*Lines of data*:
☆ ☆ ☆ ☆ ☆ ☆ ☆
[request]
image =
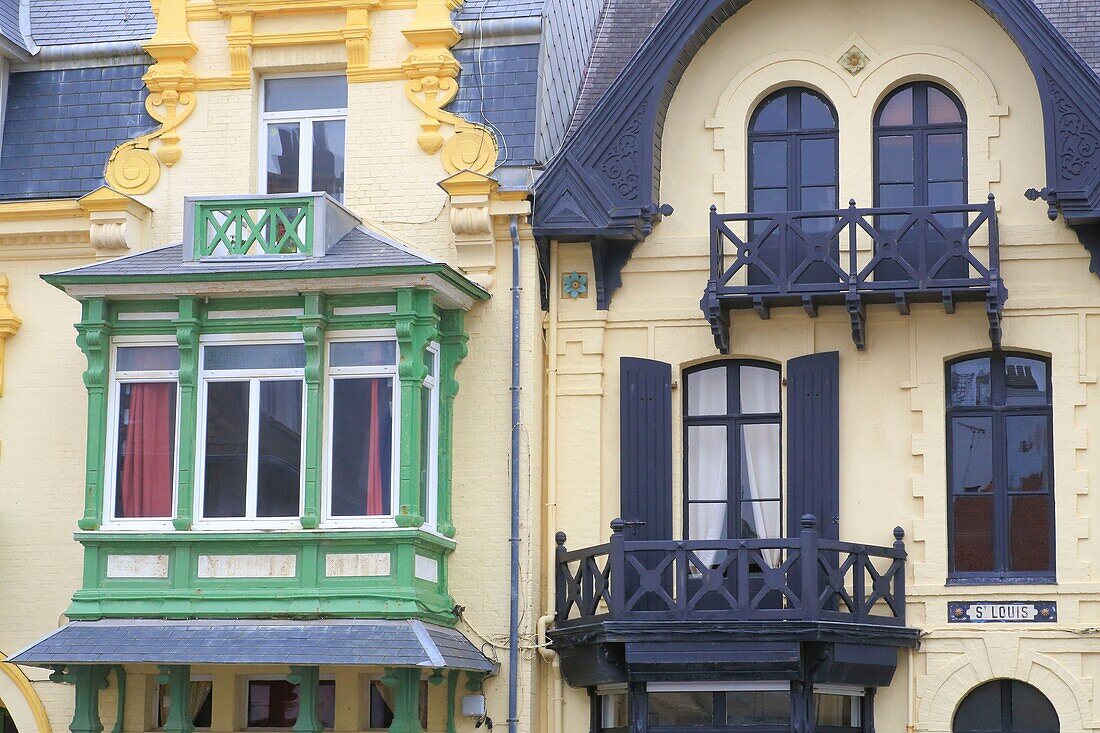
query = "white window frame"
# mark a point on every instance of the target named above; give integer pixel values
(333, 373)
(111, 458)
(305, 120)
(253, 375)
(243, 700)
(155, 707)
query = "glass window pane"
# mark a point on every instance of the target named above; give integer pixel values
(363, 353)
(946, 157)
(305, 93)
(769, 163)
(147, 359)
(1031, 710)
(970, 384)
(1025, 382)
(771, 117)
(895, 159)
(706, 392)
(972, 533)
(681, 709)
(758, 708)
(971, 457)
(942, 108)
(284, 146)
(255, 357)
(816, 113)
(769, 199)
(362, 447)
(1030, 533)
(1029, 452)
(279, 471)
(146, 453)
(759, 390)
(227, 449)
(899, 110)
(834, 710)
(817, 161)
(897, 196)
(329, 157)
(980, 710)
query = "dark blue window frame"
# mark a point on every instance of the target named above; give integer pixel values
(993, 413)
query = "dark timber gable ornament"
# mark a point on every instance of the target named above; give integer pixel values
(605, 182)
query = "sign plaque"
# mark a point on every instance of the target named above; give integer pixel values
(1004, 612)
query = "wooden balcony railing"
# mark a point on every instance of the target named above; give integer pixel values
(854, 256)
(804, 579)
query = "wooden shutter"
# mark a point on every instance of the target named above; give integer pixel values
(646, 448)
(813, 442)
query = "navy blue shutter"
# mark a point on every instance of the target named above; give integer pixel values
(813, 442)
(646, 448)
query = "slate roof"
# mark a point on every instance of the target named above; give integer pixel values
(55, 22)
(61, 127)
(360, 249)
(502, 87)
(626, 24)
(376, 643)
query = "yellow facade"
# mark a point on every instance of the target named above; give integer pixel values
(893, 445)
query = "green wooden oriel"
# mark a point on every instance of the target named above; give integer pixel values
(308, 681)
(94, 339)
(178, 680)
(405, 685)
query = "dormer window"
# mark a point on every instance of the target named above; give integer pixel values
(304, 122)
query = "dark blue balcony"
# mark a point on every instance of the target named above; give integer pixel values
(854, 258)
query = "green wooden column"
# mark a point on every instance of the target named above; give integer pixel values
(88, 680)
(417, 326)
(95, 341)
(452, 351)
(405, 685)
(314, 323)
(308, 681)
(188, 327)
(178, 680)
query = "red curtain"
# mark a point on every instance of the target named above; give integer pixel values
(375, 504)
(146, 458)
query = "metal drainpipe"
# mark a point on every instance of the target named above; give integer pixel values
(514, 601)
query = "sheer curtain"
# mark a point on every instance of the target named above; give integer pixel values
(760, 457)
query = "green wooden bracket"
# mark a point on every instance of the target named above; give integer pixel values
(178, 680)
(94, 337)
(405, 685)
(452, 351)
(308, 681)
(417, 326)
(188, 326)
(314, 324)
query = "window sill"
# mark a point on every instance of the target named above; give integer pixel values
(1001, 580)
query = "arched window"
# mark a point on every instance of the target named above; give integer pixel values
(1005, 706)
(920, 160)
(793, 152)
(1000, 463)
(732, 455)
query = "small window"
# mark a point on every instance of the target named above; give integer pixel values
(200, 704)
(1000, 468)
(144, 397)
(1005, 706)
(252, 436)
(304, 129)
(273, 703)
(381, 713)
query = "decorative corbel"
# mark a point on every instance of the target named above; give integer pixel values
(432, 74)
(117, 221)
(9, 324)
(132, 167)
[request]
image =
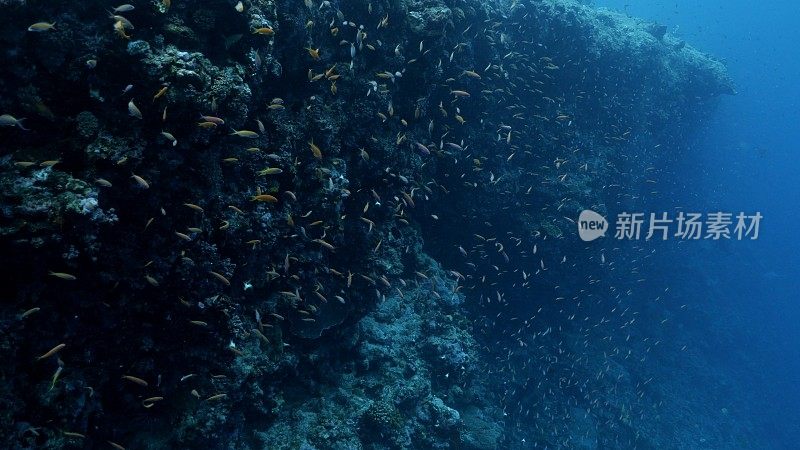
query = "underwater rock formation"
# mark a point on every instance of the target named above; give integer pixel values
(225, 216)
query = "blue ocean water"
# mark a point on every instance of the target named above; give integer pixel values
(746, 160)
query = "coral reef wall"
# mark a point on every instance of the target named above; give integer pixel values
(215, 216)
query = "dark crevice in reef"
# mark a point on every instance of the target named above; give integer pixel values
(235, 292)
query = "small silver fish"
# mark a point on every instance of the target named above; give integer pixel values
☆ ☆ ☆ ☆ ☆ ☆ ☆
*Goal*: Transcribe the records above verbatim. Do not carry over any picture.

*Response for this exercise*:
[request]
image =
query = "white window frame"
# mark a point on every instance of the target named above; give integer pixel values
(333, 373)
(111, 458)
(305, 120)
(253, 375)
(243, 700)
(155, 707)
query = "glass window pane"
# mark a point on every instance of the target named above; give integer pixel values
(363, 353)
(946, 157)
(305, 93)
(769, 163)
(147, 359)
(1031, 710)
(970, 384)
(1025, 382)
(771, 117)
(895, 159)
(706, 392)
(972, 533)
(681, 709)
(758, 708)
(971, 457)
(942, 108)
(284, 146)
(255, 357)
(816, 113)
(769, 199)
(362, 447)
(1030, 533)
(1029, 452)
(279, 471)
(146, 453)
(759, 390)
(227, 449)
(899, 110)
(834, 710)
(817, 161)
(897, 196)
(329, 157)
(980, 710)
query = "dark blue window frame"
# mark a point on every instance of the target named above; give integer pixel values
(993, 413)
query = "dark timber gable ornament"
# mark a point on every instance of the target named above; give integer pixel values
(605, 182)
query = "sign plaque"
# mark a point on every instance of the target named above; give integer pixel values
(1004, 612)
query = "wooden balcony railing"
# mark a point on every instance of the target named above; give integer pixel values
(854, 256)
(804, 579)
query = "wooden shutter"
# mark a point on every instance of the target named above; give integer pixel values
(646, 448)
(813, 442)
query = "navy blue shutter"
# mark a point on every instance of the target named above; give integer pixel values
(813, 442)
(646, 448)
query = "slate roof"
# mark a point on every instance of the target named above; give integer pixel values
(55, 22)
(61, 127)
(360, 249)
(502, 87)
(626, 24)
(376, 643)
query = "yellow facade"
# mark a point on every instance of the target named above; give integer pixel values
(893, 445)
query = "green wooden oriel"
# mark a point on every instance of the target named above; give integer pixel values
(308, 681)
(94, 339)
(178, 680)
(405, 685)
query = "dormer window"
# mark a point on every instance of the target named above; give integer pixel values
(304, 122)
query = "dark blue balcony"
# mark a point on every instance of the target named above; give integer pixel values
(854, 258)
query = "green wooden column"
# mark a point on every instance of the target named above; give integer pixel values
(88, 680)
(417, 326)
(95, 341)
(452, 351)
(405, 685)
(314, 323)
(308, 681)
(188, 327)
(178, 680)
query = "red curtain"
# mark a point on every instance of the target named above; give integer pixel values
(375, 504)
(146, 458)
query = "metal drainpipe"
# mark a point on every instance of the target named above; give integer pixel values
(514, 601)
query = "sheer curtain"
# mark a point on every instance of the target named above; give integer pixel values
(760, 457)
query = "green wooden bracket"
# mark a point on every instance of the target named above; give integer pixel values
(178, 680)
(94, 337)
(405, 685)
(452, 351)
(308, 681)
(417, 326)
(188, 326)
(314, 324)
query = "window sill"
# mark a point on every instance of the target named above; give integer pixel values
(1001, 580)
query = "arched window"
# mark a point on every instance of the target named above; give integer pixel values
(1005, 706)
(920, 160)
(793, 152)
(1000, 463)
(732, 455)
query = "small window"
# mark a point on every instance of the target named above; give integer pixel values
(200, 704)
(1000, 468)
(144, 397)
(1005, 706)
(252, 436)
(304, 129)
(273, 703)
(381, 713)
query = "decorative corbel"
# mark a point on every instance of the target named above; give integer pixel values
(432, 74)
(117, 221)
(9, 324)
(132, 167)
[request]
image =
query = "underwater rock formation"
# mark a point on every instance of the target named above; give integer pixel values
(225, 216)
query = "blue ocean water"
# mark a point on every instance of the target named above; give integer pixel values
(746, 160)
query = "coral reef wall"
# mark a point on every instance of the target named above; give integer pixel values
(215, 216)
query = "dark crevice in reef"
# mark a point on every instance of the target named above; give integer pixel values
(235, 292)
query = "small silver fish"
# mark a point on every instance of the target named above; give integer pixel values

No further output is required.